WHAT THE TASK REQUIRES> Identify each line in the entries below that contains the word "field", with matching case, and copy those lines out.

DATA SECTION>
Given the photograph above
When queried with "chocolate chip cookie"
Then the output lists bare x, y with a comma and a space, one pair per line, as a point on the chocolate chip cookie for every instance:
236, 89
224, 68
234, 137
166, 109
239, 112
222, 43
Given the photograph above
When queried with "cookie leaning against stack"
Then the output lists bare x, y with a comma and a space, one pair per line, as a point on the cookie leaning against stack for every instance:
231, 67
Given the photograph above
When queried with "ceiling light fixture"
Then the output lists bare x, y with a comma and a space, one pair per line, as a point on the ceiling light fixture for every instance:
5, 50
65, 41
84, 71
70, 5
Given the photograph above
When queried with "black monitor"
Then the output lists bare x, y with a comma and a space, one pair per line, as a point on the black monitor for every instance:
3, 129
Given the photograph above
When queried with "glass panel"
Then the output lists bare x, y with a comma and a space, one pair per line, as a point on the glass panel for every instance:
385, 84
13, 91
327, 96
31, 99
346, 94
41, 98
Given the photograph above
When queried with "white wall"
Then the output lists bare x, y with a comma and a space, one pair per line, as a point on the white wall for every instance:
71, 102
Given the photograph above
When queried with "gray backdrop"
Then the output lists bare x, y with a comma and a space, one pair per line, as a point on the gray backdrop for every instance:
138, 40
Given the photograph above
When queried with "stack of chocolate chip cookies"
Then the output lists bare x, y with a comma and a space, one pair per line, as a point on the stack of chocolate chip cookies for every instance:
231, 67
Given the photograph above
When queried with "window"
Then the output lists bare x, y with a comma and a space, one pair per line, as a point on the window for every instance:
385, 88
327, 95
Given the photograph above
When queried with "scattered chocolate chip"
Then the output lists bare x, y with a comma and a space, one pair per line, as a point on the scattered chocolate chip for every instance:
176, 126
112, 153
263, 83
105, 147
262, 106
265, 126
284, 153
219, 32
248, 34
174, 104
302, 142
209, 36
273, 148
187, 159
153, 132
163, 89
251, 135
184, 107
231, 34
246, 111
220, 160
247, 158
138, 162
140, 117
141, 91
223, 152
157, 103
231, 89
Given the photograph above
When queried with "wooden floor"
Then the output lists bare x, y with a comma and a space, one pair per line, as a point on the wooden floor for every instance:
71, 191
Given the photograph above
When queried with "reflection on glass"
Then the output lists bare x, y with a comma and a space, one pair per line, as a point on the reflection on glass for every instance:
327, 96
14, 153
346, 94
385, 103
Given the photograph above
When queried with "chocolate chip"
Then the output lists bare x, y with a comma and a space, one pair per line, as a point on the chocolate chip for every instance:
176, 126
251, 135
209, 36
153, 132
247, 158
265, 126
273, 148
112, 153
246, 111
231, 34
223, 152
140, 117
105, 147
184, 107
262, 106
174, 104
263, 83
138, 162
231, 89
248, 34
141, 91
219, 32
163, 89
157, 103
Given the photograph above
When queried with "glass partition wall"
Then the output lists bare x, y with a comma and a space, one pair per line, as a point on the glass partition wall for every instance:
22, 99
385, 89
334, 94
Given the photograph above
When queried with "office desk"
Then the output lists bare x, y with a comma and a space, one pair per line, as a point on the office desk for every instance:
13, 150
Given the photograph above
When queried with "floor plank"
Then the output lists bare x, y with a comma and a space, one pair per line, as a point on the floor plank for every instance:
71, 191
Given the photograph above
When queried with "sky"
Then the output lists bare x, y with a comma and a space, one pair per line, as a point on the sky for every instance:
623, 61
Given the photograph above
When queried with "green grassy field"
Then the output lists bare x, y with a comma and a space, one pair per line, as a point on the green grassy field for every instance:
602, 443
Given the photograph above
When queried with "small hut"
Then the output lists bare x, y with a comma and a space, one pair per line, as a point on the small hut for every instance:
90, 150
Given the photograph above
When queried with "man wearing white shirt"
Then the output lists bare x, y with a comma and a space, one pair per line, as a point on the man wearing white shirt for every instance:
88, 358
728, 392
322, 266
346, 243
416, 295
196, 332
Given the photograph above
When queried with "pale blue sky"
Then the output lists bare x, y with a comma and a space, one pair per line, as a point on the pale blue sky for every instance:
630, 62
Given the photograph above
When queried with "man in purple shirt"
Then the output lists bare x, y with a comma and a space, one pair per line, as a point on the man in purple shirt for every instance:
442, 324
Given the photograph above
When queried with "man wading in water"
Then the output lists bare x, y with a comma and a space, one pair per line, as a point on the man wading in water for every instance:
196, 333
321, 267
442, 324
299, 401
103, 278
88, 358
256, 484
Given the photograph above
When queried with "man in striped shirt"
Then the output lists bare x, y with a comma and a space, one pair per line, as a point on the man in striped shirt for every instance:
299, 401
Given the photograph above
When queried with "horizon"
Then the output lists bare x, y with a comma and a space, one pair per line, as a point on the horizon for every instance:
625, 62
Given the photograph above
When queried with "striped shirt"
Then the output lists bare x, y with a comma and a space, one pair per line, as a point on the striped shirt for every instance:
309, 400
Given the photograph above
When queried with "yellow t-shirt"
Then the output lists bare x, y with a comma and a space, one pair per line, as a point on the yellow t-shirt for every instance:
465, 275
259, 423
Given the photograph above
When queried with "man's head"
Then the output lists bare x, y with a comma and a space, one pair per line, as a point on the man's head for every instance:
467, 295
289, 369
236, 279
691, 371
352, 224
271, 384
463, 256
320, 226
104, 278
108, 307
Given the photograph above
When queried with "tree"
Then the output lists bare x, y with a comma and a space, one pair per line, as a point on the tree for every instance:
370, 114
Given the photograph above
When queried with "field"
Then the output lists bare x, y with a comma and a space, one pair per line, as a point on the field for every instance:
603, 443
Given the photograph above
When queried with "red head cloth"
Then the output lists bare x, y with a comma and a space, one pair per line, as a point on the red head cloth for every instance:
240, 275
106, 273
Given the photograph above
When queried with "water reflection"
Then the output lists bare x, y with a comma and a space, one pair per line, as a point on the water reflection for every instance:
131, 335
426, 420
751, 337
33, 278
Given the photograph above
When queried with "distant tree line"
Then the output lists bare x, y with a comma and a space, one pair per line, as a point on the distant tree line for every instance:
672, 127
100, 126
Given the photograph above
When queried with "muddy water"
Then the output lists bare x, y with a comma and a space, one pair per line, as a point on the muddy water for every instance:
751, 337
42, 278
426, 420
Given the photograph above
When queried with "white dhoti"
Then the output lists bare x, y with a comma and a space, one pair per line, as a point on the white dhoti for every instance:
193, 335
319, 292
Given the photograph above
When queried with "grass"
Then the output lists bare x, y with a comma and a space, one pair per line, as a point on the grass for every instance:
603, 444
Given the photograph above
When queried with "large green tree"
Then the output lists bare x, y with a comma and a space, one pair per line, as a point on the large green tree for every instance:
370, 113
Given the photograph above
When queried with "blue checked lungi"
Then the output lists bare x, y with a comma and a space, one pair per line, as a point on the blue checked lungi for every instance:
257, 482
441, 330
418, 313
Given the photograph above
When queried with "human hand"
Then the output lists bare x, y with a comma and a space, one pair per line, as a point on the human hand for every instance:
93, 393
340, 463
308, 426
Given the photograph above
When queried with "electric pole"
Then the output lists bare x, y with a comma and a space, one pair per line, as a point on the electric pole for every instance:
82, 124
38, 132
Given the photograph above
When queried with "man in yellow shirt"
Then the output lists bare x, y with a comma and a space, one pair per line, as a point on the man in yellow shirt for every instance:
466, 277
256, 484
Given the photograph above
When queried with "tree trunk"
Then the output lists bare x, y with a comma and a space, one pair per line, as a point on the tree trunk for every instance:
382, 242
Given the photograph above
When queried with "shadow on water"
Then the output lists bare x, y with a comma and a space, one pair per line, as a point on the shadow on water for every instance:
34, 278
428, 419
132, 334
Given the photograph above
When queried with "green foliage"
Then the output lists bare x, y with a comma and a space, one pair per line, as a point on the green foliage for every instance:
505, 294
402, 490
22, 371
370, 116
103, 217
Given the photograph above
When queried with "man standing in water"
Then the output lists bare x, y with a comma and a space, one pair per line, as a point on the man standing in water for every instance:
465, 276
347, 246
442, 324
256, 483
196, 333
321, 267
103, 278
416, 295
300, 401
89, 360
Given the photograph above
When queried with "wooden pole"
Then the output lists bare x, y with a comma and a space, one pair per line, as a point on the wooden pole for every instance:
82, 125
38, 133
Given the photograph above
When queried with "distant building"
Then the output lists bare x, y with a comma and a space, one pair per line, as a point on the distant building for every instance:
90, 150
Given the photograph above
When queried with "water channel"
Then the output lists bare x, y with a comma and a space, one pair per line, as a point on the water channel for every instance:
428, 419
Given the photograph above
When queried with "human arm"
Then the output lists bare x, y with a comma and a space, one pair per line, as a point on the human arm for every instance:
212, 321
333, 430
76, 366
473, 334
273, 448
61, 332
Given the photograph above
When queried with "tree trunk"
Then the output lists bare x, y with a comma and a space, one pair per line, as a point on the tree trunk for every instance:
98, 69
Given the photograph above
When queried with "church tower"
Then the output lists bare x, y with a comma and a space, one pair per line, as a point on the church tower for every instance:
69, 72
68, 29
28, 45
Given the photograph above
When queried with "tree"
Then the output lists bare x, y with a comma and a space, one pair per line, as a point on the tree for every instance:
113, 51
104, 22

PROBLEM SOLUTION>
When queried with "green grassy field"
Then the output lists bare x, y with a comma and a space, one pair per line, as a point on the green grassy field for every instance:
When queried with "field"
Then the output lists bare x, y with a comma and a space, one pair per line, as a point on the field for every instance:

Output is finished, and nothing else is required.